**Assigned task A:**
According to the Serbia travel passage, in what year did the Serbian Orthodox Church become autonomous?
**Assigned task B:**
Print part of the Serbia travel passage word for word, beginning at the words "There are too" and stopping after "2 (Labour Day).".
**Assigned task C:**
Write what comes next in the Serbia travel passage, starting after its final sentence.

**Excerpted passage:**

There are too many holidays for the western soul! The number of official holidays comes from the fact that the old communist ones are still kept plus there are several new ones added since those days – so they represent the turmoil Serbia has been through in the last 20 years.
January 1 – 2 (New Year’s Day), January 7 (Eastern Orthodox Christmas), January 14 (National Holiday (Orthodox New Year), February 15 (Constitution Day), 2 Apr Orthodox Good Friday, 5 Apr Orthodox Easter Monday, May 1 – 2 (Labour Day).
January 27 (Saint Sava’s Day), 9 May Victory Day, 28 Jun St Vitus’ Day, 31 December New Year Eve.
Central European Time Zone GMT+1
You may not need visa but you need to register with the Police. Registration is done automatically by hotel staff upon check-in, however if you are staying with friends in a private dwelling, you must register your presence with the police in the district in which you are staying.
Orthodox Christianity is the major religion, the Serbian Orthodox Church became autonomous in 1219. Other important religions are Islam, Catholicism and Judaism.
What is Serbia famous for?
Spas – the Republic of Serbia is rich in thermal mineral springs whose waters, depending on their chemical make-up, temperature and other properties, make it possible to treat and cure almost any illness for which spas are recommended.
Monasteries – medieval orthodox monasteries such Studenica, Manasija, Žiča, Ravanica are an excellent opportunity to see part of Serbian history. If you are interested in art, there are excellent fresco masterpieces, especially the Beli Anđeo (White Angel) fresco in Mileseva monastery.
Nightlife – Belgrade is one big night club from 10pm until the early morning, especially during the summer time when most of the bars are open on the banks of rivers Danube and Sava. Drink domestic beers as the bars don’t stock a huge amount of foreign beers and they often run out of them. Try the national drink, rakija (raki) which is usually made of plums and is 40% alcohol. Older people swear by its medical attributes.
Festivals – Visit EXIT festival that is happening in the beginning of July, in Novi Sad, on Petrovaradin fortress. The EXIT festival came into being in the year 2000 as an act of rebellion against the regime of Slobodan Milosevic, that had for years been keeping Serbia out of touch with the outside. The Belgrade Beer Festival, takes place at Ušće in Belgrade every August. Anotehr famous Serbian Festival the Guca trumpet festival also known as the Dragacevo Assembly is an annual brass band festival held in the town of Guča, near the city of Čačak, a three-hour bus journey from Belgrade.

**Source data:**

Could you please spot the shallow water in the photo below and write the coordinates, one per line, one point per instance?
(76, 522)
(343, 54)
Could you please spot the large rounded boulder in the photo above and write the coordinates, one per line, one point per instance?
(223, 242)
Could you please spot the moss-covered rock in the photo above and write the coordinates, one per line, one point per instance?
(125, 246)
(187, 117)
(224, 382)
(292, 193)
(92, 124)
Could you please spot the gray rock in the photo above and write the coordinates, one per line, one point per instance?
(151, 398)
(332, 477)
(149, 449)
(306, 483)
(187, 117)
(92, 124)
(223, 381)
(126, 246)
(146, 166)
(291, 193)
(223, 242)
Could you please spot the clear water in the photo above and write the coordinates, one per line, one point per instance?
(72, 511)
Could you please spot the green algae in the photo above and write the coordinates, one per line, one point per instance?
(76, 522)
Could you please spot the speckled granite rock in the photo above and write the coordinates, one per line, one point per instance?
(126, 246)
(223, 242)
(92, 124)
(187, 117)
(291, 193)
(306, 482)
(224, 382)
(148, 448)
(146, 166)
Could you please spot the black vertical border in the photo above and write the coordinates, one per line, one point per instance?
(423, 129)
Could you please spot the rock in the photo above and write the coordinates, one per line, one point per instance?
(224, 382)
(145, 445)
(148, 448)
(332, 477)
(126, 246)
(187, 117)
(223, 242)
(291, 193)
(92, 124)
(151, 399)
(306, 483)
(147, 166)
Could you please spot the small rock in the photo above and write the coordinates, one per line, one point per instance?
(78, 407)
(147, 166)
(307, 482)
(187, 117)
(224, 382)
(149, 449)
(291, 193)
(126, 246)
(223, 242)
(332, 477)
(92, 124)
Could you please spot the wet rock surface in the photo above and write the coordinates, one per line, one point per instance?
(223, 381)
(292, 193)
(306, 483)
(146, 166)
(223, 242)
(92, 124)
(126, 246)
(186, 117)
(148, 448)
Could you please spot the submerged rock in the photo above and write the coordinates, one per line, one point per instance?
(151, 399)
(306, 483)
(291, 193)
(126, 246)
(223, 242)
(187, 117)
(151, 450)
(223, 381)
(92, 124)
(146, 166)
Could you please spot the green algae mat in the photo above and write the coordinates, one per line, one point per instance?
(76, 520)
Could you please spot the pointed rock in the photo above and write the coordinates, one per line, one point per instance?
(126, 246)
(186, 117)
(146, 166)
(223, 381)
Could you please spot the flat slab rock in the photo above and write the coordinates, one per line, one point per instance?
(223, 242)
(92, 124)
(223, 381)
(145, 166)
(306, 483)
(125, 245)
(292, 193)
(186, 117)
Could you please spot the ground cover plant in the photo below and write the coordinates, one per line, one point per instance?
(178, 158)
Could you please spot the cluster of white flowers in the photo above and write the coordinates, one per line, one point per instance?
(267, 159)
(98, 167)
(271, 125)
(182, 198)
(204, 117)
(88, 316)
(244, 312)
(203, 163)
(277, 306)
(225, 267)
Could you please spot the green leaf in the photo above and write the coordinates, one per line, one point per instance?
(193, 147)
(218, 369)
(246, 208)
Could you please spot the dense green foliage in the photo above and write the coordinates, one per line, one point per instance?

**Task response A:**
1219

**Task response B:**
There are too many holidays for the western soul! The number of official holidays comes from the fact that the old communist ones are still kept plus there are several new ones added since those days – so they represent the turmoil Serbia has been through in the last 20 years.
January 1 – 2 (New Year’s Day), January 7 (Eastern Orthodox Christmas), January 14 (National Holiday (Orthodox New Year), February 15 (Constitution Day), 2 Apr Orthodox Good Friday, 5 Apr Orthodox Easter Monday, May 1 – 2 (Labour Day).

**Task response C:**
What to eat?
The main dishes are based on meat, usually pork. There are some vegetarian dishes available, and it’s vegetarian heaven in the weeks before the Orthodox Christmas or Easter when Serbians fast, or eat no meat.
- Gibanica – filo pastry pie with spinach and cheese or just cheese (like spanakopita or tiropita in Greece)
- Pasulj – beans, a national speciality, often cooked for a long time and delicious with cured meat.
- Prebranac – cooked and roasted beans with various spices and vegetables. Completely meat-free
- Punjene Paprike – stuffed peppers
- Roštilj– various meats grilled on an open fire, charcoal grilled.
- Paprikas – stew with paprika, usually made with chicken
- Gulas – stew with paprika with beef
- Sarma – cabbage rolls, similar to dolmades but made with sauerkraut instead of vine leaves
- Riblja čorba – Fish soup using freshwater fish, very good at the barge restaurants along the Danube and Sava.
- Proja – a type of corn bread with white cheese, and a national speciality.
And don’t forget to try domestic product – rakija – ( raki) which is usually made of plums and has 40% of alcohol. Older population swears by it’s medical attributes.
Talk about war. Especially the recent one. If you have to – talk about WWI and WWII. If you are gay do not show affection publicly – it is still a rarity here.